▸ AIM OF THE EXERCISE
Type out every line below exactly as it reads.

# start of PROVIDED INFORMATION

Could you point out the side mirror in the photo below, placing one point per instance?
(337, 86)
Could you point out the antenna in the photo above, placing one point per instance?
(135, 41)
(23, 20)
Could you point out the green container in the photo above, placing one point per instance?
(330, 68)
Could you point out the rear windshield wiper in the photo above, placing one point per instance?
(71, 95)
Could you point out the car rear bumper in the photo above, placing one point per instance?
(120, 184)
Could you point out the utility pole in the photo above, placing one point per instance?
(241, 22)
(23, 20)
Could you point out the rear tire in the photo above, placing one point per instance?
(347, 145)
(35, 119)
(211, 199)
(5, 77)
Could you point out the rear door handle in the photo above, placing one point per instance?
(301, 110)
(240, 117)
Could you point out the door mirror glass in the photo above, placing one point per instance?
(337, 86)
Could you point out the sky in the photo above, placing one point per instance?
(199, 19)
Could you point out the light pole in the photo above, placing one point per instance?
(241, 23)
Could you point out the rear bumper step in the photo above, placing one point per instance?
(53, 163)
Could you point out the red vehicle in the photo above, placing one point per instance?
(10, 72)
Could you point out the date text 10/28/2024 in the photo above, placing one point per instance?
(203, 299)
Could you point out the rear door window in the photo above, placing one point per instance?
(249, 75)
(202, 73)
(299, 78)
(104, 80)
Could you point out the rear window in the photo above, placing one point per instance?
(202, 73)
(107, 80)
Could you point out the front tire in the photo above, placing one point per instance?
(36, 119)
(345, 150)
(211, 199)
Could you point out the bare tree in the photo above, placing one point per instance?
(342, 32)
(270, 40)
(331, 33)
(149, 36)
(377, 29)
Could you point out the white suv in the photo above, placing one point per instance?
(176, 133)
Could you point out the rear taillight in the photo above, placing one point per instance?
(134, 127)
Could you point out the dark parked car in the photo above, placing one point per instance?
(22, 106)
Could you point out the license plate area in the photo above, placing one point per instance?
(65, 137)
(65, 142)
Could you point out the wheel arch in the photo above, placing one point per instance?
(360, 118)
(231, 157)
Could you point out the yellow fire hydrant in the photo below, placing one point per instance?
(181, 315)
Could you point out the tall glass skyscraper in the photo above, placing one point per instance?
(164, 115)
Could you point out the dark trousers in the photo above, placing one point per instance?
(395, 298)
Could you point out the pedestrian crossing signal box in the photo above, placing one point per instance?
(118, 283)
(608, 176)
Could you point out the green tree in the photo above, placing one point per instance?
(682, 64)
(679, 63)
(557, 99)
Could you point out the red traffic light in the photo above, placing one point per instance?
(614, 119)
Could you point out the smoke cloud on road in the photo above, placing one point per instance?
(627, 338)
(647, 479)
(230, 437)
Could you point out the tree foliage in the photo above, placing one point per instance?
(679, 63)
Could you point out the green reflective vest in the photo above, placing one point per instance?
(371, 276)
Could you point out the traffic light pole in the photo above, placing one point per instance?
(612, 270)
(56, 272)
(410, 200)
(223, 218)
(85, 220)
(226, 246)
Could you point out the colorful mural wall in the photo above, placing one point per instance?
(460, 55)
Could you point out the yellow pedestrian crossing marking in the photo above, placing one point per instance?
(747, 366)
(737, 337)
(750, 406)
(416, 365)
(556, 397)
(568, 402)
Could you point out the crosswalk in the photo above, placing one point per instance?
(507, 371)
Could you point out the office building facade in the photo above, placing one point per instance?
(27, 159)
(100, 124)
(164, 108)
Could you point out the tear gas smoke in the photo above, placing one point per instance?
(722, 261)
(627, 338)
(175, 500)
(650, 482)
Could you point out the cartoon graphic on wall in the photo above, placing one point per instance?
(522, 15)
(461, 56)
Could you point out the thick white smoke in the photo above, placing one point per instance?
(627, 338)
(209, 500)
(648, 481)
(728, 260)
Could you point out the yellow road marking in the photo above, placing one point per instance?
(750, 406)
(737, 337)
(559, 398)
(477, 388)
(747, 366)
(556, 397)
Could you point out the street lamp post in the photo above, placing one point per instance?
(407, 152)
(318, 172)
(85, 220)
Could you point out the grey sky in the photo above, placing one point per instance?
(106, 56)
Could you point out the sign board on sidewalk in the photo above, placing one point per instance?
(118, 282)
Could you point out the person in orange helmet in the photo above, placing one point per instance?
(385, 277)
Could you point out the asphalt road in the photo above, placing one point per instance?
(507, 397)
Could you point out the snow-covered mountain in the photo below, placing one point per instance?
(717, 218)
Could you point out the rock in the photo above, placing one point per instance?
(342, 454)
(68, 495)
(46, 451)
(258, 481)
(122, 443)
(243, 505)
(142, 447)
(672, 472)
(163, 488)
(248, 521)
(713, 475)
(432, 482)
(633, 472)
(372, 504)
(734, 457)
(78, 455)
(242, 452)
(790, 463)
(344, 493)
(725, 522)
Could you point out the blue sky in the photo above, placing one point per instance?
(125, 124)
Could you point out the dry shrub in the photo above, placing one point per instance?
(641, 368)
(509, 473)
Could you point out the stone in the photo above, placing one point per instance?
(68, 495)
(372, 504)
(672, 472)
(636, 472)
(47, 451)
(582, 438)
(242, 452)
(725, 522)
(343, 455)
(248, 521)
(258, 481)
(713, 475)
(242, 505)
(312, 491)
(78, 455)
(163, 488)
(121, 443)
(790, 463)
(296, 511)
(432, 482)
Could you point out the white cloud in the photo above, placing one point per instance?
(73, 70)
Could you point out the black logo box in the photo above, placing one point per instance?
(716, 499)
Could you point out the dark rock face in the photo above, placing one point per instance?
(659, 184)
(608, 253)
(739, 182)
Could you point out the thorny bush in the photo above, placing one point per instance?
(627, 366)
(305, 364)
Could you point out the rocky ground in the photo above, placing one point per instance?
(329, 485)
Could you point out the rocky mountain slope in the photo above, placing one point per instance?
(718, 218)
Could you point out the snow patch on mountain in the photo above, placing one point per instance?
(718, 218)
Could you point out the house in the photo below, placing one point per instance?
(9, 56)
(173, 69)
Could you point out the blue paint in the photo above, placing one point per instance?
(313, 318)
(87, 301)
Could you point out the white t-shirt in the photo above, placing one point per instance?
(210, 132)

# end of PROVIDED INFORMATION

▸ SOLVED PROBLEM
Could you point out the side mirror in the photo below, placing one point per instance?
(337, 86)
Could you point out the antenna in the photo above, placing one point per instance?
(135, 41)
(23, 20)
Could you point out the green container in the photo above, placing one point per instance?
(330, 68)
Could you point out the rear windshield wiper in the photo above, placing one point per instance?
(71, 95)
Could you point out the car rear bumper in the photo above, placing one point per instance?
(120, 184)
Could you point out the utility pole in the photo above, placing one point per instance?
(241, 22)
(23, 20)
Could you point out the rear tire in the photo above, placing one point per instance?
(347, 145)
(35, 119)
(211, 199)
(5, 77)
Could you point out the rear door handle in the photo above, placing one point per instance?
(301, 110)
(240, 117)
Could you point out the door mirror glass in the photo above, placing one point per instance?
(337, 86)
Could you point out the sky in the photo above, placing one point per instance?
(199, 19)
Could you point out the light pole in the photo above, placing one point per instance?
(241, 23)
Could you point out the rear bumper step in the photo above, placing one point per instance?
(53, 163)
Could you point out the red vehicle in the photo above, placing one point per instance?
(10, 72)
Could you point out the date text 10/28/2024 in the photo above, placing one point per instance?
(203, 299)
Could you point out the rear door window in the photo above, placing one point per instance?
(249, 75)
(202, 73)
(299, 78)
(104, 80)
Could you point out the rear window in the photo above, placing one point per instance?
(202, 73)
(107, 80)
Could you point out the front tire in the photo above, placing one point per instance?
(36, 119)
(345, 150)
(211, 199)
Could you point out the bare tree in the photo above, placing one point per instance?
(342, 32)
(270, 40)
(331, 33)
(149, 36)
(377, 29)
Could you point out the white suv in the photo above, placing one point per instance?
(176, 133)
Could you point out the rear taillight in the photo above, placing one point per instance?
(134, 127)
Could you point out the dark parked car in the photo above, placing one point per instance?
(22, 106)
Could you point out the license plate area in the photo above, placing one point per instance?
(65, 137)
(65, 142)
Could you point out the wheel arch in the photo above, placing one point per instance?
(360, 118)
(231, 157)
Could you point out the yellow fire hydrant in the photo below, placing one point per instance?
(181, 315)
Could you point out the tall glass skyscraper in the photo above, placing one point per instance?
(164, 115)
Could you point out the dark trousers in the photo above, placing one point per instance?
(395, 298)
Could you point out the pedestrian crossing signal box in the photo above, placing one point per instance?
(118, 283)
(608, 176)
Could you point out the green tree in the photo above, placing one point per instance?
(682, 64)
(679, 63)
(557, 99)
Could you point out the red traffic light in the photo above, placing one point per instance?
(614, 119)
Could you point out the smoke cloud on road in the photo above, placing one point per instance?
(627, 338)
(647, 479)
(230, 437)
Could you point out the tree foliage in the photo above, placing one point per instance?
(679, 63)
Could you point out the green reflective vest in the photo above, placing one point per instance?
(371, 276)
Could you point out the traffic light pole in the photo above, placing one point per instance?
(612, 270)
(56, 272)
(410, 200)
(223, 218)
(85, 220)
(226, 246)
Could you point out the colorful mural wall in the photo above, placing one point per instance?
(460, 55)
Could you point out the yellow pedestrian crossing marking in the photo above, placing one point per instance?
(747, 366)
(737, 337)
(750, 406)
(416, 365)
(556, 397)
(568, 402)
Could you point out the crosswalk in the photo above, placing one point per instance?
(507, 371)
Could you point out the office building facade in the photo above, placing one point per instance?
(27, 159)
(100, 124)
(164, 108)
Could you point out the tear gas smoke in the photo above, placing one point per instance?
(722, 261)
(627, 338)
(175, 500)
(650, 482)
Could you point out the cartoon graphic on wall in the photo above, placing one point per instance?
(522, 15)
(461, 56)
Could you point out the thick white smoke in the photo above, placing one point per instance?
(627, 338)
(209, 500)
(648, 481)
(728, 260)
Could you point out the yellow road marking in the photo above, placing one point per instance?
(750, 406)
(737, 337)
(559, 398)
(477, 388)
(747, 366)
(556, 397)
Could you point out the street lamp post in the photo above, placing one point per instance?
(407, 152)
(318, 172)
(85, 220)
Could you point out the grey sky in the photo above, placing one point per instance?
(106, 56)
Could you point out the sign board on sidewalk in the photo above, placing one point per instance?
(118, 282)
Could you point out the person in orange helmet in the photo above, placing one point per instance?
(385, 277)
Could you point out the asphalt road in the photo above, placing one point per instance?
(507, 397)
Could you point out the snow-covered mountain in the photo below, placing one point per instance?
(717, 218)
Could you point out the rock in the photo above, placing one point per instance?
(342, 454)
(68, 495)
(46, 451)
(258, 481)
(122, 443)
(243, 505)
(142, 447)
(672, 472)
(163, 488)
(248, 521)
(713, 475)
(432, 482)
(633, 472)
(372, 504)
(734, 457)
(78, 455)
(242, 452)
(790, 463)
(344, 493)
(725, 522)
Could you point out the blue sky in the photo above, placing one point per instance?
(125, 124)
Could you point out the dry shrub in the photo above, placing one point per instance?
(641, 368)
(509, 473)
Could you point out the stone in the photo above, placing one point per instance?
(68, 495)
(372, 504)
(672, 472)
(636, 472)
(47, 451)
(582, 438)
(242, 452)
(725, 522)
(343, 455)
(248, 521)
(258, 481)
(713, 475)
(242, 505)
(312, 491)
(78, 455)
(163, 488)
(121, 443)
(790, 463)
(296, 511)
(432, 482)
Could you point out the white cloud in the photo above, placing one point per instance?
(73, 70)
Could you point out the black logo box in the photo above, placing one point per instance?
(716, 499)
Could you point out the dark rock face in the photo above, placing one point per instance?
(659, 184)
(608, 253)
(739, 182)
Could you point out the thorny bush in the photo above, placing one point per instance?
(627, 366)
(305, 364)
Could you point out the rocky ground in the photo above, placing one point per instance?
(329, 485)
Could you point out the rocky mountain slope in the photo above, placing one point per instance?
(718, 218)
Could you point out the snow patch on mountain in the photo above, placing one point per instance?
(718, 218)
Could you point out the house in the photo below, placing one point per instance?
(9, 56)
(173, 69)
Could you point out the blue paint in the photo above, placing one point per instance?
(313, 318)
(87, 301)
Could you point out the white t-shirt in the photo above, placing one point per instance?
(210, 132)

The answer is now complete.